Objectif:
Recopiez à l'identique chacune des lignes ci-dessous, de la première à la dernière.

Supports d'exercice:
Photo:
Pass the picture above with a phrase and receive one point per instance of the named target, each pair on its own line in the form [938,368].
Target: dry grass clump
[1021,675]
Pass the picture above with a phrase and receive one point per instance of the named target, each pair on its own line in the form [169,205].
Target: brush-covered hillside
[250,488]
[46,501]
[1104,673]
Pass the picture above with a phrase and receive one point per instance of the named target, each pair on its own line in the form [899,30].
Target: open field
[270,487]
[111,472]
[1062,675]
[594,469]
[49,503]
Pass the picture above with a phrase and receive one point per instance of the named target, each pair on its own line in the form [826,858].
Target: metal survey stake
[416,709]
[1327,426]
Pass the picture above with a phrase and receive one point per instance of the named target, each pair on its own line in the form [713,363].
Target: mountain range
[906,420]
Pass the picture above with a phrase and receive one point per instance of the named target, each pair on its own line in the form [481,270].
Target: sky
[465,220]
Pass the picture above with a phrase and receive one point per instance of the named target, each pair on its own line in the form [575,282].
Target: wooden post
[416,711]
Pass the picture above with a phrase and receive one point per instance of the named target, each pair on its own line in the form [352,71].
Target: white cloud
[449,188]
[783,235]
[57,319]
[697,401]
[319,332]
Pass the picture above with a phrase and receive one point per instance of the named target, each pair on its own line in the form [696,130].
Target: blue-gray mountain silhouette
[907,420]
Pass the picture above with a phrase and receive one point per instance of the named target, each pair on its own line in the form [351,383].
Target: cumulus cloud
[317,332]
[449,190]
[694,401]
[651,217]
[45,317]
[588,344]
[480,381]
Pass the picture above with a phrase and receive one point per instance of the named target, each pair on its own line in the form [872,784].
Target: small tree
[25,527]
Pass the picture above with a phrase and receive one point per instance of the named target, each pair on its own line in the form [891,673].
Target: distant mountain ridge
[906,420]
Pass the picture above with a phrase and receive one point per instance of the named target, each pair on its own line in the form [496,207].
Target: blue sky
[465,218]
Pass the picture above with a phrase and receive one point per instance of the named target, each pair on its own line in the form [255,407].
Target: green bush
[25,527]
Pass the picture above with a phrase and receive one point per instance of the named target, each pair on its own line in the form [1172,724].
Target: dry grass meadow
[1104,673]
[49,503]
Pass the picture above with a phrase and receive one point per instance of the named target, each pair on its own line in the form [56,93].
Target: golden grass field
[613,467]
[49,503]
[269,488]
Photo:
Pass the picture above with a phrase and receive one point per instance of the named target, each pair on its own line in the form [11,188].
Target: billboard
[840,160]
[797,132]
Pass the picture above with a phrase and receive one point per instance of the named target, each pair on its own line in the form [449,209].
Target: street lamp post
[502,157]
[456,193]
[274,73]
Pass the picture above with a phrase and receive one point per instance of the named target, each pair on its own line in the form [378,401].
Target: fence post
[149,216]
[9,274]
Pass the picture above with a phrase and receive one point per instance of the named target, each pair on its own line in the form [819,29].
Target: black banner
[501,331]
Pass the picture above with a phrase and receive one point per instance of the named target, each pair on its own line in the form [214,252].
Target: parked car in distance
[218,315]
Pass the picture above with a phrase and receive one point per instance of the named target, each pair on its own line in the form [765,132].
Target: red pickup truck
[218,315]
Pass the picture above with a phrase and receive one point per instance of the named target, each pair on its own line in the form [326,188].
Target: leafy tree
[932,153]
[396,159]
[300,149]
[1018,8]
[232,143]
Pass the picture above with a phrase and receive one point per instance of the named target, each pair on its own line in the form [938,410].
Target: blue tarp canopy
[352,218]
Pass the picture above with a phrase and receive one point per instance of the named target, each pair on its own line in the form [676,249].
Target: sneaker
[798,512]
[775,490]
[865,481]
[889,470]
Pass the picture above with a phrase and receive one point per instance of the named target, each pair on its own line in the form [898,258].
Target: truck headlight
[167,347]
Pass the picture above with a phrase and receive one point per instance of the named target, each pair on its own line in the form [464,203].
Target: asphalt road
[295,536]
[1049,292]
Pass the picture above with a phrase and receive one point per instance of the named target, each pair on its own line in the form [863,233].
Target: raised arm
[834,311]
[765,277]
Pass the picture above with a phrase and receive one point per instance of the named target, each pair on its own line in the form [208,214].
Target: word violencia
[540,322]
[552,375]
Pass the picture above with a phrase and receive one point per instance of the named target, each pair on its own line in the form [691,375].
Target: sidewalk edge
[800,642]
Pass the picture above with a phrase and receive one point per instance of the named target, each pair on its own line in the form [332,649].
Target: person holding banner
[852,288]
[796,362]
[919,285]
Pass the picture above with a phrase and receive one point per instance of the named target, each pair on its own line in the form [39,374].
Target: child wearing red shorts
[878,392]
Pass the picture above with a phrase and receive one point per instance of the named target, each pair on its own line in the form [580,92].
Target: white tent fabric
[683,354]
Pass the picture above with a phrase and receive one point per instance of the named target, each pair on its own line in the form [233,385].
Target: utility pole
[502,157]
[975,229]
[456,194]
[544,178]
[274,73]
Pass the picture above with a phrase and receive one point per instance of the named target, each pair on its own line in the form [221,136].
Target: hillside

Réponse ci-dessous:
Photo:
Pass the picture above with a phrase and receive one point per instance of the named target, each pair on its own line in the form [938,368].
Target: dry grass clump
[1021,675]
Pass the picture above with a phrase and receive one point per instance of the named target, each pair on its own line in the form [169,205].
Target: brush-covered hillside
[250,488]
[46,501]
[1104,673]
Pass the picture above with a phrase and receive one point per instance of the named target, each pair on its own line in the form [899,30].
Target: open field
[270,487]
[111,472]
[1062,675]
[594,469]
[49,503]
Pass the picture above with a phrase and receive one point per instance of the named target, each pair on its own line in the form [826,858].
Target: metal survey stake
[416,709]
[1327,426]
Pass the picture above with a phrase and receive one point per instance of the named target, each pair on its own line in the form [713,363].
Target: mountain range
[906,420]
Pass the picture above with a phrase and receive one point per instance of the named target, each pair on its own line in the form [481,270].
Target: sky
[465,220]
Pass the picture above with a phrase and receive one point per instance of the named target, each pair on its own line in the form [575,282].
Target: wooden post
[416,711]
Pass the picture above with a phrase and receive one point per instance of the named target, each pair on its own line in the form [352,71].
Target: white cloud
[449,188]
[783,235]
[57,319]
[697,401]
[319,332]
Pass the picture above with a phrase and receive one point per instance of the named target, each pair on its own line in the form [696,130].
Target: blue-gray mountain silhouette
[907,420]
Pass the picture above with a phrase and receive one point per instance of the named target, each pair on its own line in the form [351,383].
Target: cumulus cloud
[317,332]
[449,190]
[694,401]
[651,217]
[45,317]
[588,344]
[480,381]
Pass the picture above with a phrase and receive one point per instance of the named target, each pair on its own line in the form [872,784].
Target: small tree
[25,527]
Pass the picture above with a phrase and receive one point per instance of the named target, each pair on its own line in the form [891,673].
Target: distant mountain ridge
[906,420]
Pass the picture above with a phrase and receive one point per instance of the named target, each pair on its own line in the form [496,207].
Target: blue sky
[465,218]
Pass the picture above with a phrase and receive one point per instance of the named target, each pair on its own line in the form [255,407].
Target: green bush
[25,527]
Pass the picture above with a phrase and receive one point per instance of the named target, each pair on its own line in the form [1172,724].
Target: dry grass meadow
[1104,673]
[49,503]
Pass the picture above with a phrase and receive one point per instance of the named target, each pair on its own line in the form [56,93].
Target: golden grass field
[613,467]
[49,503]
[269,488]
Photo:
Pass the picture above with a phrase and receive one point per instance of the named target, each pair on its own line in the form [11,188].
Target: billboard
[840,160]
[797,132]
Pass the picture above with a phrase and receive one point per instance of the named target, each pair on its own line in the form [449,209].
Target: street lamp post
[502,157]
[456,193]
[274,73]
Pass the picture above with a phrase and receive one point per instance of the named target, each pair on its own line in the form [378,401].
Target: fence post
[149,216]
[9,274]
Pass the picture above with a phrase and receive one point per instance of the named target, each pair on its own line in the form [819,29].
Target: black banner
[501,331]
Pass the picture above with a phrase and receive one point per instance of the named target, each pair on its own line in the form [214,252].
Target: parked car in distance
[218,315]
Pass the picture above with a phrase and receive one point per instance of the named target, each pair on its own line in the form [765,132].
Target: red pickup truck
[218,315]
Pass the picture above with a phrase and receive one point per instance of the named target, each pair on its own line in the form [326,188].
Target: leafy tree
[932,153]
[396,159]
[300,149]
[1018,8]
[232,143]
Pass the picture above with a phrase and receive one point per instance of the named target, each pair on its own line in the form [938,410].
Target: blue tarp canopy
[352,218]
Pass the picture above with a phrase and receive one point per instance of the named target, each pair on its own line in the form [676,249].
Target: sneaker
[798,512]
[775,490]
[865,481]
[889,470]
Pass the picture above with a phrase and receive one point per instance of the named target, each pair on its own line in the form [898,258].
Target: truck headlight
[167,347]
Pass the picture above with a phrase and receive one point per instance of the named target, each pair on its own line in the form [464,203].
Target: asphalt road
[295,536]
[1049,292]
Pass the picture above with a phrase and receive one point per instance of the named target, each pair on its own line in the form [863,233].
Target: raised arm
[834,311]
[765,277]
Pass the picture above with a phrase and receive one point per instance of the named target, each pair on its own line in the form [208,214].
Target: word violencia
[540,322]
[552,375]
Pass the picture above with a phrase and receive one point per instance of the named target, each pair on its own line in the form [691,375].
Target: sidewalk edge
[800,642]
Pass the picture above with a phrase and receive one point per instance of the named target, each pair on its own line in the form [332,649].
Target: person holding banner
[852,288]
[796,362]
[919,285]
Pass the picture above with a phrase and receive one point per instance of the named target, each pair on its own line in the form [39,374].
Target: child wearing red shorts
[878,392]
Pass the picture above with a phrase and receive one point per instance of the named target, each pair on its own line in the form [580,92].
Target: white tent fabric
[683,354]
Pass the picture above with a phrase and receive one point per instance of the named target, each pair on its own line in the form [233,385].
Target: utility pole
[502,157]
[975,229]
[456,194]
[544,178]
[274,73]
Pass the picture above with a phrase and receive one point per instance of the named target, each pair on its own line in the form [221,136].
Target: hillside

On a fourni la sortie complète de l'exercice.